BEGIN Extracted text
Cheryl's younger brother Reggie is a former NBA basketball player. A good one all around who, unfortunately, was never able to obtain a championship ring during his playing career with the Indiana Pacers. Lesser known older brother Darrell, was a professional baseball player, a catcher, who spent a portion of his short career in the (then) California Angels organization.
As for Cheryl, I first learned of her during her high school basketball playing days at Riverside-Polytechnic girls varsity basketball team. I mean, hey, what other good reasons would there be to be published in newspapaers and magazines than scoring 105 points in one game?
I would continue to watch Cheryl guide her University of Southern California women's basketball team, along side the "Twin Towers (Pam and Paula) Mcghee" to consecutive NCAA titles. Cheryl's icing on her own cake would come with the gold medal winning U.S. Women's Basketball Team at the 1984 Olympics in Los Angelas.
Cheryl would soon achieve a personal goal as a TV sports commentator, covering basketball games, mainly on the sidelines, at many levels, most recently on the TNT network. She had Jim Hill, a TV news sports reporter in Los Angeles as an idol and mentor along the way. She'd even go back to USC to serve as the head coach for her old collegiate team to place another good note on the personal resume.
END Extracted text
BEGIN Data excerpts
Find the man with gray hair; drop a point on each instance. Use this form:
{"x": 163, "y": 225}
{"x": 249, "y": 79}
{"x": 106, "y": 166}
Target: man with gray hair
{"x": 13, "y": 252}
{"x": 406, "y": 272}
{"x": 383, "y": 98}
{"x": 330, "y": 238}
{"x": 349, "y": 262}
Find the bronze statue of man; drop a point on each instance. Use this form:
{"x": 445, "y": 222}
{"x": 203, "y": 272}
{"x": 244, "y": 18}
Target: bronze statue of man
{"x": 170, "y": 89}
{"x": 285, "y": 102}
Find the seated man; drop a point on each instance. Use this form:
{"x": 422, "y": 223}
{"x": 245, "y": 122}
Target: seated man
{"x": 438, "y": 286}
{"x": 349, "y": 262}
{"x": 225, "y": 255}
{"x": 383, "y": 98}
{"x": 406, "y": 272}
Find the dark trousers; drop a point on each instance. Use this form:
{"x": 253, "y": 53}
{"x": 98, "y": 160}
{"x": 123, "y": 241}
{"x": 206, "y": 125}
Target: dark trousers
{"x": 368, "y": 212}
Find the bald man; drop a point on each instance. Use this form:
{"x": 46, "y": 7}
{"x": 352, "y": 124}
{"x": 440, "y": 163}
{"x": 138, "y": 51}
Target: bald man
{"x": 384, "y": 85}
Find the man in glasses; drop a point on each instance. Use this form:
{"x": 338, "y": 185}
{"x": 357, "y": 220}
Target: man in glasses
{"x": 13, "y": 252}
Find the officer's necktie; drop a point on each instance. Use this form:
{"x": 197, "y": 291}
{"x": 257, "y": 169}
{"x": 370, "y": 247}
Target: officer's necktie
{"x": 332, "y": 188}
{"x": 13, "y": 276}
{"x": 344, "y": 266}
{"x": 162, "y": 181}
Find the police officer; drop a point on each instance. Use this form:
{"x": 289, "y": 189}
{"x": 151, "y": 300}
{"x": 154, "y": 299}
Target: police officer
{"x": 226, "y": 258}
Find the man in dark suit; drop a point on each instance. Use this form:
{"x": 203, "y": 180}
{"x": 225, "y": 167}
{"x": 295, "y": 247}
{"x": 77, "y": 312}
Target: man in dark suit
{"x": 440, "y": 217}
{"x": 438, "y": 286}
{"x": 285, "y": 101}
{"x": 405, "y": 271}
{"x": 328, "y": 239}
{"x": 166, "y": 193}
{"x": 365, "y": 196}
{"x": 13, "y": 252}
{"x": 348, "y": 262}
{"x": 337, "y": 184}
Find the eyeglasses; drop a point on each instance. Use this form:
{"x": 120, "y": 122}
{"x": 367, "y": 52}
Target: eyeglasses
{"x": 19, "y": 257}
END Data excerpts
» Task instructions:
A - Answer these from the text about Cheryl:
(i) Which team did Reggie play for?
(ii) How many points did Cheryl score in one high school game?
(iii) On which network has Cheryl most recently worked as a commentator?
B - Name every person in the text about Cheryl other than Cheryl herself.
C - Carry on the text about Cheryl from its last sentence.
Nothing in the records is needed here.

» Answers to the exercise:
A -
(i) The Indiana Pacers
(ii) 105
(iii) TNT

B - Reggie, Darrell, Pam Mcghee, Paula Mcghee, Jim Hill

C -
Then came the Women's National Professional Basketball Association (WNBA) in 1997 with Cheryl becoming the first head coach and general manager of the Phoenix Mercury. The Murcury and the WNBA have been a subject of my sports photography coverage for the third year in a row and I'm still amazed at the success the concept of a professional sport for women has achieved.
There are times that have me wondering what kind of professional level player Cheryl could have been if--let's say the WNBA had been founded ten years earlier. No telling, but it was great to have the chance to see and meet one of the female genders most prominent sports figures on July 15, 2011 at the game in which the Phoenix Mercury gave a much deserved honor to their first head coach and general manager.